Datensätze zu Positionen von Objekten
****************************************
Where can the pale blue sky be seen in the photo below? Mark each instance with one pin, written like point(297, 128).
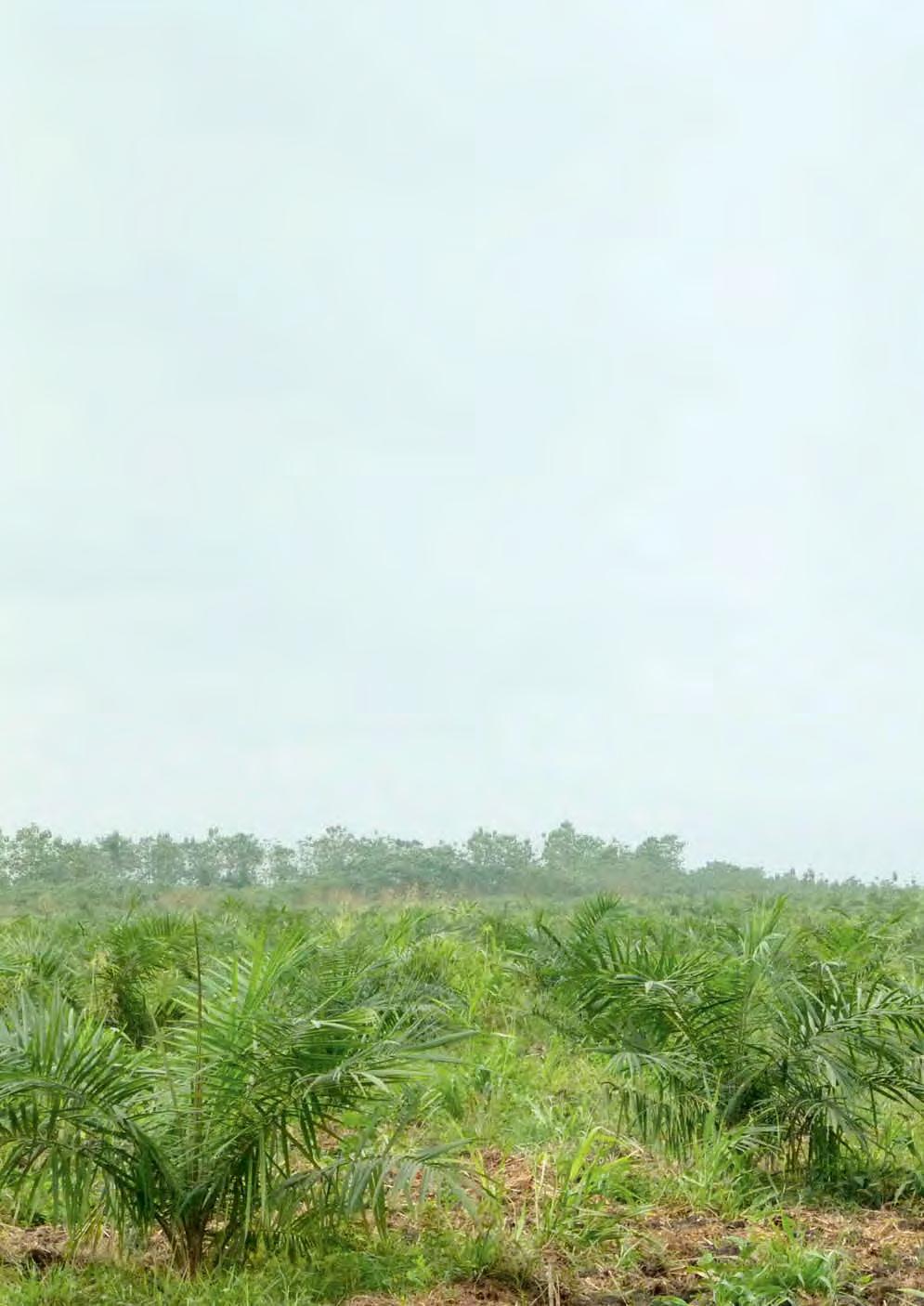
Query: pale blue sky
point(418, 415)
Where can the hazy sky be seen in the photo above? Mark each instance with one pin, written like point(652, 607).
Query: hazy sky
point(422, 414)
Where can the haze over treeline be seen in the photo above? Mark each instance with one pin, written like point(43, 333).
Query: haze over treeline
point(417, 415)
point(564, 862)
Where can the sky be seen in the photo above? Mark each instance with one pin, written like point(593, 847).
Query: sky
point(424, 415)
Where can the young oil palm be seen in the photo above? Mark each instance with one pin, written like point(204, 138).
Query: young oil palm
point(221, 1130)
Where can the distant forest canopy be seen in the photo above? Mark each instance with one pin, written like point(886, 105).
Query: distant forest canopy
point(564, 864)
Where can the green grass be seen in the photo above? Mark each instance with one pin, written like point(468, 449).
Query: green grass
point(386, 1100)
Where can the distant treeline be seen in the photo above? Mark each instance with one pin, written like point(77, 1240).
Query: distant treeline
point(564, 864)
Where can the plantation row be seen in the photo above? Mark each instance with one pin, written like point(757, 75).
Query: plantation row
point(257, 1079)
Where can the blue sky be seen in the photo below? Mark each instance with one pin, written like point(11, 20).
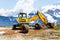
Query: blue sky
point(8, 4)
point(8, 7)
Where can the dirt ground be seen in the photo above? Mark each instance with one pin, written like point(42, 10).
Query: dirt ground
point(43, 34)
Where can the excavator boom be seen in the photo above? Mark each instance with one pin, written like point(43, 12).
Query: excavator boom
point(40, 16)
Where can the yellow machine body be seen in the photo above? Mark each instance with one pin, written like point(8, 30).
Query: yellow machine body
point(35, 17)
point(22, 20)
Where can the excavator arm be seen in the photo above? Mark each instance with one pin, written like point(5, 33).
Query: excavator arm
point(40, 16)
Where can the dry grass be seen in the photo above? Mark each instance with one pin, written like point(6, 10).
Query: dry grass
point(46, 34)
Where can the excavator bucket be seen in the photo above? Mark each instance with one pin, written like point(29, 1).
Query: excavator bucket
point(42, 17)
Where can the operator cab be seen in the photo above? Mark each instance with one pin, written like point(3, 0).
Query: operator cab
point(22, 15)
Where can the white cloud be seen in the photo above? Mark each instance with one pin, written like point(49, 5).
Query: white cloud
point(24, 5)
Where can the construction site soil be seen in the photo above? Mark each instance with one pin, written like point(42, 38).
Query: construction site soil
point(6, 33)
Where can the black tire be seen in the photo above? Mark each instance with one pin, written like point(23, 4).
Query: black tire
point(14, 27)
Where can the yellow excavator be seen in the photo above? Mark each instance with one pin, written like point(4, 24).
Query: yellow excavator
point(23, 21)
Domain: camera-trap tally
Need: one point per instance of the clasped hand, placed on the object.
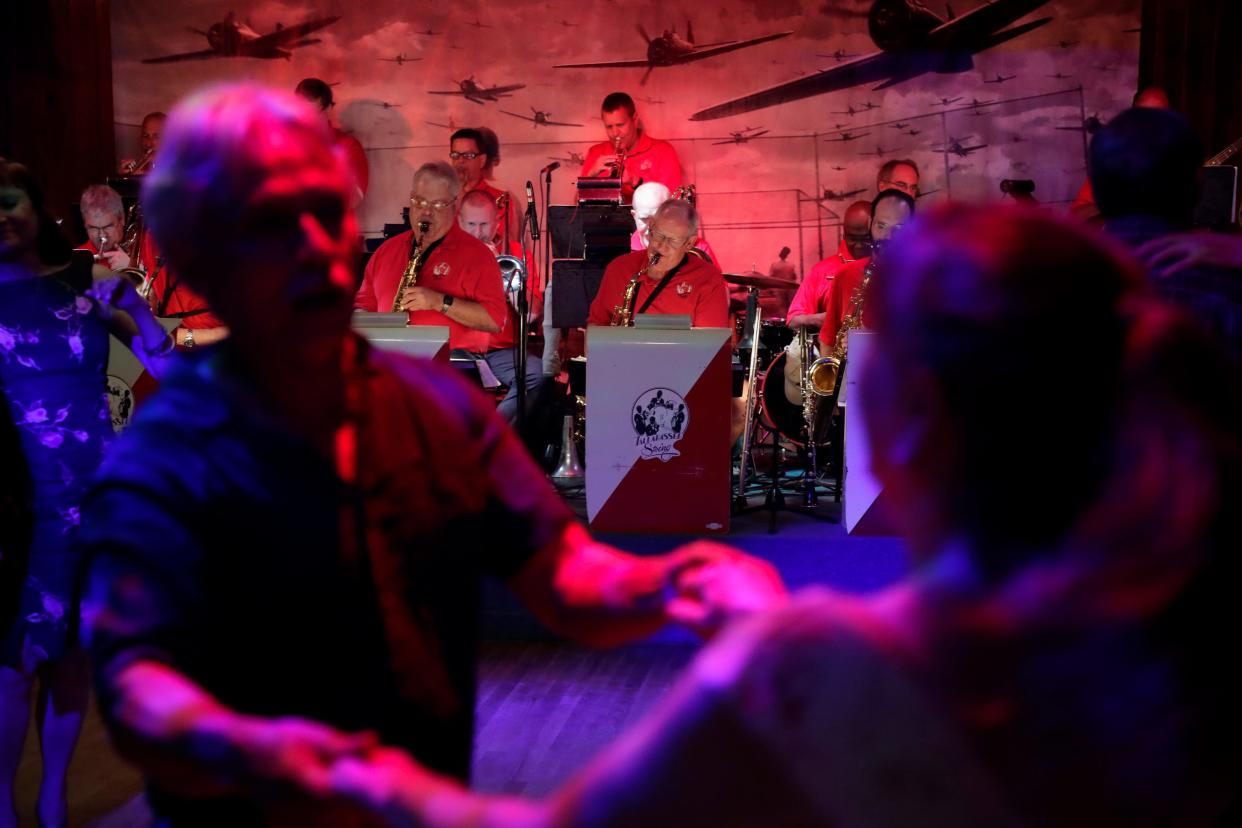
(421, 299)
****************************************
> [Ziel der Übung]:
Schreib bitte alle Datensätze oben Zeile für Zeile unverändert ab. Lass dabei die Bilder weg.

> [Als Antwort]:
Where can the pale blue sky be seen in the photo below? Mark each instance with one pin, written like point(297, 128).
Query: pale blue sky
point(418, 415)
Where can the hazy sky be seen in the photo above? Mark each instance with one pin, written like point(652, 607).
Query: hazy sky
point(422, 414)
Where can the haze over treeline be seen in the photo above? Mark each instance with one pin, written like point(43, 333).
Query: haze over treeline
point(417, 415)
point(564, 862)
Where can the sky be seen in the photo above? Mark each instance with one pin, written like point(593, 847).
Query: sky
point(424, 415)
Where can the young oil palm be seen in the photo above? Mark each instance with one pin, written like point(204, 138).
Query: young oil palm
point(221, 1130)
Where can the distant forest canopy be seen in the photo above? Mark each instance with one pin, written like point(886, 105).
Query: distant forest canopy
point(564, 864)
Where can the green grass be seen in the photo above? Mark each instance with one pin, written like point(468, 449).
Query: green grass
point(386, 1100)
Where can the distant treeline be seen in the photo above? Mark each instance with one pin, written like point(77, 1240).
Query: distant treeline
point(564, 864)
Where can the plantation row be seen in the photo above? Mark each instance with one pin, written like point(757, 75).
Query: plantation row
point(257, 1079)
Where can the blue sky be seen in the photo below? Mark each instance with one pin, written like point(11, 20).
Query: blue sky
point(8, 4)
point(8, 7)
Where can the dirt ground be seen in the photo above? Mark each instance with one pin, written like point(42, 10).
Query: dirt ground
point(43, 34)
Where can the excavator boom be seen in the photo above? Mark each instance with one pin, written like point(43, 12).
Query: excavator boom
point(40, 16)
Where can the yellow machine body be seen in the photo above? Mark each instance with one pin, written like point(8, 30).
Query: yellow machine body
point(35, 17)
point(22, 20)
Where can the excavator arm be seen in the photo above? Mark each instance with one pin, written like point(5, 33).
Query: excavator arm
point(40, 16)
Where can the dry grass be seen in the photo above? Mark each instance with one pin, written like point(6, 10).
Query: dry grass
point(46, 34)
Where can the excavator bucket be seen in the photo above? Mark each instance with one pin, written like point(29, 1).
Query: excavator bucket
point(42, 17)
Where can the operator cab be seen in the photo above? Mark each instance with one pin, written like point(3, 0).
Query: operator cab
point(22, 15)
Where can the white cloud be seen in the photo above? Mark each instance with one pin, written like point(49, 5).
Query: white cloud
point(24, 5)
Where can the construction site soil be seen in the photo above? Mark each instance with one pin, written like point(42, 38).
Query: construction site soil
point(6, 33)
Where can the black tire be seen in the photo above? Mark each instance with one pin, written like point(23, 4).
Query: black tire
point(14, 27)
Where can the yellow excavator be seen in the photo above? Mark each instance with one pin, written like point(4, 24).
Query: yellow excavator
point(23, 21)
Domain: camera-trap tally
Need: one point per instance of the clasped hand, placed on the object.
(421, 299)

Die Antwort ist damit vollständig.